[Saved data entries]
* BEGIN *

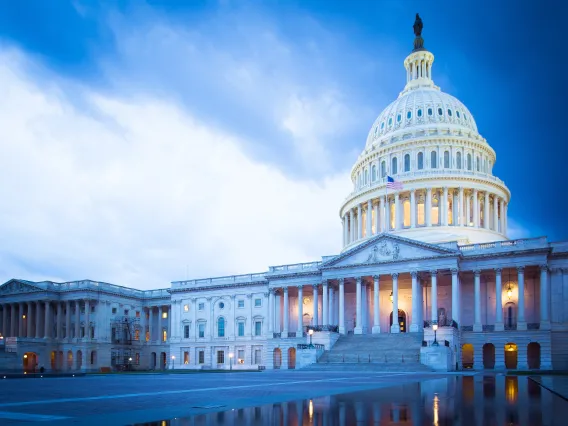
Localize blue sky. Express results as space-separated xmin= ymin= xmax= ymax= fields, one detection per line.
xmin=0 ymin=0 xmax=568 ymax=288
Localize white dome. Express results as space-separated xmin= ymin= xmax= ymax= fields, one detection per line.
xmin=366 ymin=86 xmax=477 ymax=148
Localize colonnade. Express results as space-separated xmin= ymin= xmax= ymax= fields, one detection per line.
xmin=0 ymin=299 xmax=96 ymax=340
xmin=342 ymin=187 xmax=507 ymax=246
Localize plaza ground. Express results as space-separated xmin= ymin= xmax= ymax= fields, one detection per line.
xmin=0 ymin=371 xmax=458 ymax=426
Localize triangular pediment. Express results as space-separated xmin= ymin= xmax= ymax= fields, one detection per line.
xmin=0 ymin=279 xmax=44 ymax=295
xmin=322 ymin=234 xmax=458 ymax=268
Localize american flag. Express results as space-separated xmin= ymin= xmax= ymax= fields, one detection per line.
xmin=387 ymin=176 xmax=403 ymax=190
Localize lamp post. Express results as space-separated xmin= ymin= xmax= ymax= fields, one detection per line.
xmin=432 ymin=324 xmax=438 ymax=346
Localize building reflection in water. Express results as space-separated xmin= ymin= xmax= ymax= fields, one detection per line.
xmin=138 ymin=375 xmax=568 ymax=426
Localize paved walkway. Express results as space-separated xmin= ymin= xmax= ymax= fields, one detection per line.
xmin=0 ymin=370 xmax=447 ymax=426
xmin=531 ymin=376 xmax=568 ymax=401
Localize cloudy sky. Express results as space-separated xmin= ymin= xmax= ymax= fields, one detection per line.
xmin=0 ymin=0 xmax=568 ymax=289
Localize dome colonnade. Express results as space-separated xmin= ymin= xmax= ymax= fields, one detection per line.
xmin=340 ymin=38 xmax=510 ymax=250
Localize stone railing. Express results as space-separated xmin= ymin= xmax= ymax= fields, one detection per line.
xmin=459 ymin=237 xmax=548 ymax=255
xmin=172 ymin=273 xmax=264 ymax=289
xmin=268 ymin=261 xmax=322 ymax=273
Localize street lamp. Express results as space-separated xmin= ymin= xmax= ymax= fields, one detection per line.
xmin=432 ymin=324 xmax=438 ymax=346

* END *
* BEGIN *

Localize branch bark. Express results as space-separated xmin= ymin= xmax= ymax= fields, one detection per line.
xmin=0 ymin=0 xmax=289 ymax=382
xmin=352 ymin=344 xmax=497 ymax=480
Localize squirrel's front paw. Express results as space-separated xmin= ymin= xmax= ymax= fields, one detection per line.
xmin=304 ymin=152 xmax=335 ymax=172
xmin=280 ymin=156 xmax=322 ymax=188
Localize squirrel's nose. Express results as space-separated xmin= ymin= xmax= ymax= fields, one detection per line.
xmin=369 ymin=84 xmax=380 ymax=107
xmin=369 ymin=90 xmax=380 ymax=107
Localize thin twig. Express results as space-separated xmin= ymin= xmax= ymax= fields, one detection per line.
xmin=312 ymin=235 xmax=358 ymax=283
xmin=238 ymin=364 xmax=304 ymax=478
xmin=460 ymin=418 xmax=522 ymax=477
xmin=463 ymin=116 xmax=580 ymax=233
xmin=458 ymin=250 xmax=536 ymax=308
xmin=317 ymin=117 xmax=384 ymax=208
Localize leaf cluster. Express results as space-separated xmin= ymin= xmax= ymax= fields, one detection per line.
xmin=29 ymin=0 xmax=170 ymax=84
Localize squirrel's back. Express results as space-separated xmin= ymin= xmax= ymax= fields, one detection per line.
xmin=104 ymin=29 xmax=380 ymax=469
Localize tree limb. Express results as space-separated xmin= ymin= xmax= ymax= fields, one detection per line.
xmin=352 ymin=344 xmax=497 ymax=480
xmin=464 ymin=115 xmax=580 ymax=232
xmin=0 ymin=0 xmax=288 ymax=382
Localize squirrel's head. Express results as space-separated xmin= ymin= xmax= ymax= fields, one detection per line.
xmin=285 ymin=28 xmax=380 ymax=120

* END *

◆ WRITTEN TASK ◆
Return the lines from the one containing "Localize blue sky." up to and including the one containing "xmin=366 ymin=86 xmax=477 ymax=148", copied verbatim.

◆ RESPONSE TO THIS TASK ◆
Localize blue sky. Express results as space-separated xmin= ymin= xmax= ymax= fields, one detection per line.
xmin=0 ymin=0 xmax=568 ymax=288
Localize white dome. Express results as space-separated xmin= ymin= xmax= ymax= fields, one detection per line.
xmin=366 ymin=86 xmax=477 ymax=148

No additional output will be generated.